— START OF THE DATA —

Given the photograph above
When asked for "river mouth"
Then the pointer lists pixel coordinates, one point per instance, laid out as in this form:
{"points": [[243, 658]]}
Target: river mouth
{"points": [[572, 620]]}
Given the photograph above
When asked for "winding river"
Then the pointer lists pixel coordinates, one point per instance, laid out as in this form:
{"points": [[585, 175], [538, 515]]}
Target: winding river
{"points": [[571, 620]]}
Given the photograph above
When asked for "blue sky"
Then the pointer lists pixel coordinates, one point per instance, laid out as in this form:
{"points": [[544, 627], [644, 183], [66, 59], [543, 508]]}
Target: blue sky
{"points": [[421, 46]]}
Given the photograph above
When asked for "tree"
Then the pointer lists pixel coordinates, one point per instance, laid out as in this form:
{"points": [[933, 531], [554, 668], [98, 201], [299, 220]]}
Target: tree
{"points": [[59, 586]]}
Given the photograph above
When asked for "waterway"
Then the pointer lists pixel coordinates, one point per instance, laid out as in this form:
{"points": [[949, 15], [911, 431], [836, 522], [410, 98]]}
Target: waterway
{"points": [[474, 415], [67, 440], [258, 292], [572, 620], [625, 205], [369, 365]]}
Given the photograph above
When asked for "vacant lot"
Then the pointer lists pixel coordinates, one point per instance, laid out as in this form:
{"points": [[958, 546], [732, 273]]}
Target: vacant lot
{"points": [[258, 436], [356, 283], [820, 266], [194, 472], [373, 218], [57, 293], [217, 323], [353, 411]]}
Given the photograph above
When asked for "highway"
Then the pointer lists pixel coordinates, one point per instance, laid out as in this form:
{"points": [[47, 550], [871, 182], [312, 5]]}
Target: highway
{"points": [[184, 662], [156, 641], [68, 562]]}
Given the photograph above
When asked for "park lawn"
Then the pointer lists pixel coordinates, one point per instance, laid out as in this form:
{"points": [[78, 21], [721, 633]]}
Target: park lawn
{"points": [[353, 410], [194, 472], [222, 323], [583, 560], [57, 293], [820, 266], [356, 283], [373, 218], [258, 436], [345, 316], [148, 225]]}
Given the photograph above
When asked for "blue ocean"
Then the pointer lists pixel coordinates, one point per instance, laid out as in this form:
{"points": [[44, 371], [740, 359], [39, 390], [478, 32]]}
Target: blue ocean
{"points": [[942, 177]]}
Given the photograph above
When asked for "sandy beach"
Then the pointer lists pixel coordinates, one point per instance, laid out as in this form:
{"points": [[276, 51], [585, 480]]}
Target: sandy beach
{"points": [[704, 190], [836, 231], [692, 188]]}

— END OF THE DATA —

Set down all of the data above, word for word.

Given the photograph above
When asked for "river mouth"
Then the pointer lists pixel coordinates, one point per instance, laid out as in this form:
{"points": [[243, 658]]}
Target: river mouth
{"points": [[572, 620]]}
Given the photograph above
When asked for "winding river"
Then the pointer lists pixel coordinates, one point per instance, laid out as in this form:
{"points": [[585, 175], [538, 515]]}
Target: winding river
{"points": [[571, 620]]}
Given the photograph above
When asked for "blue sky"
Then the pointer lists pixel coordinates, one point per instance, laid out as in this form:
{"points": [[544, 627], [644, 183], [66, 59], [543, 508]]}
Target: blue sky
{"points": [[421, 46]]}
Given the photograph above
When asked for "tree"
Then the pointer lists pixel coordinates, one point per instance, laid out as in this form:
{"points": [[933, 531], [554, 668], [98, 201], [299, 220]]}
Target: tree
{"points": [[59, 586]]}
Given the photograph above
When asked for "waterway"
Then the pointer lists pixel coordinates, one point per instance, laid out as in this form:
{"points": [[949, 15], [911, 431], [836, 522], [410, 98]]}
Target: waterway
{"points": [[474, 415], [67, 440], [258, 292], [572, 620], [625, 205], [369, 365]]}
Given the photograph above
When asked for "vacant lot"
Then the pointer lists pixel coordinates, one point per instance, laid out as in this form:
{"points": [[958, 546], [732, 273]]}
Target: vacant lot
{"points": [[258, 436], [356, 283], [820, 266], [194, 472], [373, 218], [57, 293], [217, 323], [353, 411]]}
Given the photograph above
When asked for "highway"
Then the pointer lists pixel coordinates, one point per instance, laid out as in this form:
{"points": [[47, 550], [871, 182], [312, 5]]}
Target: highway
{"points": [[184, 662], [156, 641], [68, 562]]}
Given the photograph above
When asked for "park lawn"
Then the pointer lists pixel coordinates, one point per instance, laid out as in this form:
{"points": [[78, 21], [721, 633]]}
Target: park lawn
{"points": [[353, 410], [194, 472], [222, 323], [583, 560], [57, 293], [820, 266], [356, 283], [373, 218], [258, 436], [345, 316], [148, 225]]}
Given the photograph above
When asked for "blue ocean"
Then the pointer lists pixel coordinates, one point per instance, laid out as in this form:
{"points": [[44, 371], [740, 359], [39, 390], [478, 32]]}
Target: blue ocean
{"points": [[942, 177]]}
Given the photograph above
When asked for "sandy beach"
Then the pointer lists pixel coordinates, one point per instance, laid out as in this form:
{"points": [[276, 51], [585, 480]]}
Target: sandy beach
{"points": [[704, 190], [836, 231], [692, 188]]}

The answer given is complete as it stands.